* [Natural language region descriptions]:
------------------------------------

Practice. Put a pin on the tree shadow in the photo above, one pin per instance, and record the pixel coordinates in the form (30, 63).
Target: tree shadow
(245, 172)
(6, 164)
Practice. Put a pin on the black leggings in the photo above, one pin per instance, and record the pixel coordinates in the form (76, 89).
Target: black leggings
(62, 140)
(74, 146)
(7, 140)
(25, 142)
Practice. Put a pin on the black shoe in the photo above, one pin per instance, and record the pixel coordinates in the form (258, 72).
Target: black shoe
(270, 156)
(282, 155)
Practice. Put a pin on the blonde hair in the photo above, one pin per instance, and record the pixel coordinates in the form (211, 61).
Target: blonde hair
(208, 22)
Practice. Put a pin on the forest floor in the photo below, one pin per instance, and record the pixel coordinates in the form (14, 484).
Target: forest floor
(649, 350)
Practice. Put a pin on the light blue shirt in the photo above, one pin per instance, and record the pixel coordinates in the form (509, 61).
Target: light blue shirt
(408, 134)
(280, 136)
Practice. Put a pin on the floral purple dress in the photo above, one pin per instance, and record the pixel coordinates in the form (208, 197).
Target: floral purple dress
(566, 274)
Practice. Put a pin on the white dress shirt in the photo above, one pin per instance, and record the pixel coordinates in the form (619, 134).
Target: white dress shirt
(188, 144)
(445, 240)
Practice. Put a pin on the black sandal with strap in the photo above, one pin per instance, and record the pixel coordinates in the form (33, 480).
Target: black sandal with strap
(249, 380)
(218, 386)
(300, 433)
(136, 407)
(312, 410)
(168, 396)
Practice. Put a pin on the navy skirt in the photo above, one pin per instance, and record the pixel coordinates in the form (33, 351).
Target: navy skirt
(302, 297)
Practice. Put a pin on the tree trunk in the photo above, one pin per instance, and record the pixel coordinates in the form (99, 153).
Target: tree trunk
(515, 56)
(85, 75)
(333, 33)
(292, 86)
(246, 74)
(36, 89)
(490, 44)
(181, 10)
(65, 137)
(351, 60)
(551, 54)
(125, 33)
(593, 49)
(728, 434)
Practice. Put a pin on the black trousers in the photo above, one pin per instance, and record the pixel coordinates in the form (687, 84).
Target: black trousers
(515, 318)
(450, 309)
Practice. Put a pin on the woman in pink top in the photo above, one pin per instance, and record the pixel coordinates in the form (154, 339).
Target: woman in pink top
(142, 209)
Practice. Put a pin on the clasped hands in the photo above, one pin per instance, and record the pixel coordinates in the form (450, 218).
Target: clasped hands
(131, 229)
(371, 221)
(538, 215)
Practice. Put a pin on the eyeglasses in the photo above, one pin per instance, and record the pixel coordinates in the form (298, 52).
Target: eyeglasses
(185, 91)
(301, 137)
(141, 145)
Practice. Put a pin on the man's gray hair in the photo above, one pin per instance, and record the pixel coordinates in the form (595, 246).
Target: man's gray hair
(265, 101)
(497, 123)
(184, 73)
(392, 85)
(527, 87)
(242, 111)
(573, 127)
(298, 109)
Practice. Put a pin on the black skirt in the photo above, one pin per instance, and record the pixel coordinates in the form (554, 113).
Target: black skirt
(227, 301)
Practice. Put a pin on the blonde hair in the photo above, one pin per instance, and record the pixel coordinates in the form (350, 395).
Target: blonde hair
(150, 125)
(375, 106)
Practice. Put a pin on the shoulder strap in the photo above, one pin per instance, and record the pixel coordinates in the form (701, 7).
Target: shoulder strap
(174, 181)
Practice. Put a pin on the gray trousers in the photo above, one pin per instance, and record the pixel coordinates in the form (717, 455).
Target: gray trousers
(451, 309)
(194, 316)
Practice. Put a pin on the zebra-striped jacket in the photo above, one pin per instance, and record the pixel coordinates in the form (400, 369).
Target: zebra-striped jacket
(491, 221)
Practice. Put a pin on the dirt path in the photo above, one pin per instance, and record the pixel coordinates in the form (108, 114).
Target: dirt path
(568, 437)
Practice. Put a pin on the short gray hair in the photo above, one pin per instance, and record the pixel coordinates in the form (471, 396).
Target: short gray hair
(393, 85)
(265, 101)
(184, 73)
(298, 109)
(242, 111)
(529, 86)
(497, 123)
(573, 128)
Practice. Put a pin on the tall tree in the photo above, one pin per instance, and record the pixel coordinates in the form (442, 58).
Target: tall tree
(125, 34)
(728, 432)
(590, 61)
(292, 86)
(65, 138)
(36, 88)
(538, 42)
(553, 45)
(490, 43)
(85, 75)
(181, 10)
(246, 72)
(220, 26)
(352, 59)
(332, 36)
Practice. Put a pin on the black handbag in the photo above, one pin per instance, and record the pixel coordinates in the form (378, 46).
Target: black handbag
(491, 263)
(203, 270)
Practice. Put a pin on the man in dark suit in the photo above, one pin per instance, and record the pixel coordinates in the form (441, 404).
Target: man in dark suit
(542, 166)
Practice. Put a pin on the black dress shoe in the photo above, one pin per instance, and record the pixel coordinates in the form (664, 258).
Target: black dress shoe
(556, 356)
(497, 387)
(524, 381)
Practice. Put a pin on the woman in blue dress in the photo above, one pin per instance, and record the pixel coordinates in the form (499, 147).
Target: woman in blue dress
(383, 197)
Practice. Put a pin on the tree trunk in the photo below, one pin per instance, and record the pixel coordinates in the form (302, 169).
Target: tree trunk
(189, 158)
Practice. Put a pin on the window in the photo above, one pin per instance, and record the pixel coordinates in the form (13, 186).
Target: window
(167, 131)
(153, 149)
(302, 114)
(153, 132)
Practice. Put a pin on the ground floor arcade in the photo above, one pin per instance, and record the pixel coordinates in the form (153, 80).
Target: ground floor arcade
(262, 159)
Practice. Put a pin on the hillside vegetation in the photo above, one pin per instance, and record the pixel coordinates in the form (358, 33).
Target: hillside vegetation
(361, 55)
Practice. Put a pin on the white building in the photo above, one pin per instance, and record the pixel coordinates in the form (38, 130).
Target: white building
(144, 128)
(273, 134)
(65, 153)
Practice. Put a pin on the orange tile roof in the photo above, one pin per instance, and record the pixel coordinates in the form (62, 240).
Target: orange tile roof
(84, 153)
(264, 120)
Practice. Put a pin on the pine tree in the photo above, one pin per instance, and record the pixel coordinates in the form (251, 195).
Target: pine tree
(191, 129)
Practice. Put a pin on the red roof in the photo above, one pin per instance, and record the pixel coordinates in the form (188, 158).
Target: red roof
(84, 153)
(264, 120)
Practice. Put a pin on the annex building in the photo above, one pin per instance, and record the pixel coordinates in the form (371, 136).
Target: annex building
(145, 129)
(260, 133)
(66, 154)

------------------------------------

* [Work instructions]: Going through the entries above, show each line that contains "below".

* [Written solution]:
Practice. Put a pin on the forest floor in the photo below, one pin per instance, and record the pixel coordinates in the form (14, 484).
Practice. Put a pin on the tree trunk in the photo below, one pin per instance, and record the pixel coordinates in the form (302, 169).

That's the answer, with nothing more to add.